| Prompt 1 |
Using the blog post on Medicare device trial coverage, decide whether each statement agrees with it. For each, answer yes or no and quote the words from the post that settle it.
(a) The Category A and B system is the same as the 510K versus PMA device classes.
(b) For Category A devices, CMS covers the cost of the device itself.
(c) CMS approves proposed trials for payment centrally.
| Prompt 2 |
According to the blog post on Medicare device trial coverage, how many approved studies were listed on the CMS webpage as of June 2018?
| Prompt 3 |
Resume the blog post on Medicare device trial coverage, starting after its last sentence.

| Study text |
Friday, June 22, 2018

Very Brief Blog: Medicare's Category A/B Device Trial Coverage, 2015-2018

In the 1990s, CMS and FDA set up a categorization system "Category A and B" for device trials, which is similar to, but NOT the same as, the 510K versus PMA device classes for approvals.

Although it reviews trials, since then, CMS has been able to cover both device cost and other clinical costs for Category B devices.   (Only general costs, not the device cost, are covered for Category A "experimental" devices.)   

The theory is that the Category B device is providing medical care; the patient needs a pacemaker or an artificial hip, and this device is the one device they are getting for treatment of their condition.

The CMS home page for the policy is here.   CMS also has a webpage for all approved studies - 239 as of June 2018, here.   CMS approves proposed trials for payment centrally and provides instructions how to apply (you send them the clinical study protocol, the IRB approval, etc.)

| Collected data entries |
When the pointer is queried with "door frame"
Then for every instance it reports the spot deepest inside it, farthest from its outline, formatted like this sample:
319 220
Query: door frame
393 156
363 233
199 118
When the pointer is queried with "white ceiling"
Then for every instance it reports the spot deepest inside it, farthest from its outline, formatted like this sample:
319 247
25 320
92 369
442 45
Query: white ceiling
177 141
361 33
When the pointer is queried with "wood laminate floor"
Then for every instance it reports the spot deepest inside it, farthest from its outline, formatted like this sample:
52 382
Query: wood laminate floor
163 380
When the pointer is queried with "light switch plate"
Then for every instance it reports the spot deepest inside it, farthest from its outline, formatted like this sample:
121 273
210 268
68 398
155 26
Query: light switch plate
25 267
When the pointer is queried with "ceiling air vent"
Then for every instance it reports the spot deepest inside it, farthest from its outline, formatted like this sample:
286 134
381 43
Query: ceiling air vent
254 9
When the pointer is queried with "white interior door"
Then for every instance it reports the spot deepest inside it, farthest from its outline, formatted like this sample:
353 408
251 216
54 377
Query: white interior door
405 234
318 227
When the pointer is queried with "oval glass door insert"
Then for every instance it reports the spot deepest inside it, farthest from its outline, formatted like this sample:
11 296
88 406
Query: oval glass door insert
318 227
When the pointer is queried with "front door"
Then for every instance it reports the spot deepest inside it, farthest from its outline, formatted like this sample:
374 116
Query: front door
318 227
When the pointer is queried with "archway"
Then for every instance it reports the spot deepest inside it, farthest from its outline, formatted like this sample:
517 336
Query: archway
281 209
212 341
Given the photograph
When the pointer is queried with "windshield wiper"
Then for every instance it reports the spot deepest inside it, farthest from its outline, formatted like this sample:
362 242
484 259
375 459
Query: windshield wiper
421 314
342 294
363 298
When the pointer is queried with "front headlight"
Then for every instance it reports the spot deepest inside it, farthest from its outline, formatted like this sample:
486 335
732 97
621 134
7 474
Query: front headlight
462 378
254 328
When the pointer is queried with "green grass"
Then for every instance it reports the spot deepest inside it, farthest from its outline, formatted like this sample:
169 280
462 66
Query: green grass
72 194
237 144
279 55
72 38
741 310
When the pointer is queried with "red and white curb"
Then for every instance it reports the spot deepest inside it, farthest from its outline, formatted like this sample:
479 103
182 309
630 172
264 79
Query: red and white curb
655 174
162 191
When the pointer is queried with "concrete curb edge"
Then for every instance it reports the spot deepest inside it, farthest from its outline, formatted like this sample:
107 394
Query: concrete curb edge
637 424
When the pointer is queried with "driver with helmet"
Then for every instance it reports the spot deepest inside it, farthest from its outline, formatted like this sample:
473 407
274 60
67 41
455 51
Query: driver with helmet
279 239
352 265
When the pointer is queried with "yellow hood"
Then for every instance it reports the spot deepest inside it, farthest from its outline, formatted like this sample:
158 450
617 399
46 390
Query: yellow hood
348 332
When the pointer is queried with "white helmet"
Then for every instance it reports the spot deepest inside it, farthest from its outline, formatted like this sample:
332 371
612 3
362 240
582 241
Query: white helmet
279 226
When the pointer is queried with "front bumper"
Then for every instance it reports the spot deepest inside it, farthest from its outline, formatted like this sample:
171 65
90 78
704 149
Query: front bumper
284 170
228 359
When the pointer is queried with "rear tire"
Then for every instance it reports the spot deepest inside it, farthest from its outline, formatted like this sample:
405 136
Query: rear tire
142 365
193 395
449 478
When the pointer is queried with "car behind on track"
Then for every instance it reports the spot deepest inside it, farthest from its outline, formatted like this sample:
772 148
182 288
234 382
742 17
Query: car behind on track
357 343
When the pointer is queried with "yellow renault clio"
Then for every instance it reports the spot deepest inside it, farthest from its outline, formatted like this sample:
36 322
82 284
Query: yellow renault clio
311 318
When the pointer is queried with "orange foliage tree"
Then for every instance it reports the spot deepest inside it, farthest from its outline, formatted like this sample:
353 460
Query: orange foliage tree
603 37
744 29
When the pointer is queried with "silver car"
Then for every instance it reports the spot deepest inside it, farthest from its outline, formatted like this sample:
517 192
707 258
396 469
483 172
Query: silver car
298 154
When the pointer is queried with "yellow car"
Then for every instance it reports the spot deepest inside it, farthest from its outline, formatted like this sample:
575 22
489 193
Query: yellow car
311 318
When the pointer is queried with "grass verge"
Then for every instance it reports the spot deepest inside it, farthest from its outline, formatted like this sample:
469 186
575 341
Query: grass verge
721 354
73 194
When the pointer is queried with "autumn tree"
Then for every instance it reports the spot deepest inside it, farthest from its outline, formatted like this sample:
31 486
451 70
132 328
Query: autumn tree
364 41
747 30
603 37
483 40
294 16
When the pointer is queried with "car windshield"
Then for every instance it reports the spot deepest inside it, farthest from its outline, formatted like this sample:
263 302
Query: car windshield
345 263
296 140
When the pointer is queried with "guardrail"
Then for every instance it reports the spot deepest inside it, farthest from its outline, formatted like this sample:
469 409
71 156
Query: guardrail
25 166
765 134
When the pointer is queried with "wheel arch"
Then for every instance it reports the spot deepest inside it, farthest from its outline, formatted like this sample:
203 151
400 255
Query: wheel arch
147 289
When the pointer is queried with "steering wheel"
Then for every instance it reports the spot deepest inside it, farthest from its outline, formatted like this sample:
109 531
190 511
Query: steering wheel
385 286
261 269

| Response box 1 |
(a) No: "similar to, but NOT the same as, the 510K versus PMA device classes for approvals."
(b) No: "Only general costs, not the device cost, are covered for Category A"
(c) Yes: "CMS approves proposed trials for payment centrally"

| Response box 2 |
239 approved studies.

| Response box 3 |
The FDA's most recent guidance for how it establishes its Cat A/B decisions is from December 2017, here.
  • I copied the CMS web-based approval table of 239 rows into an Excel spreadsheet and put it in the cloud for you, here.   See the "Down Arrow" at upper right to download.
Percent Category A
36 of the 239 trials as "Category A", or about 15%.   We don't know the success or failure rate, so we can't tell if it's different for A or B trials.  But we do know, that about 1 in 8 approved trials is Category A.

Sponsor?
I also sorted by sponsor.  Many sponsors appear only once or twice across the couple hundred approvals.  Abbott appears 6 times, Boston Scientific 6 times, Edwards 9 times, Medtronic 15 times.  It looks like about 25 trials are sponsored by universities.   Among companies whose names might be less familiar, Novocure has 3 trials and Vivek Reddy 4. 

Approvals By Year
Numbers may not add perfectly due to variations in my Excel cut/paste, but I tally about 43 approvals so far in 2018, versus 92 for 2017, 68 for 2016, and 25 for 2015.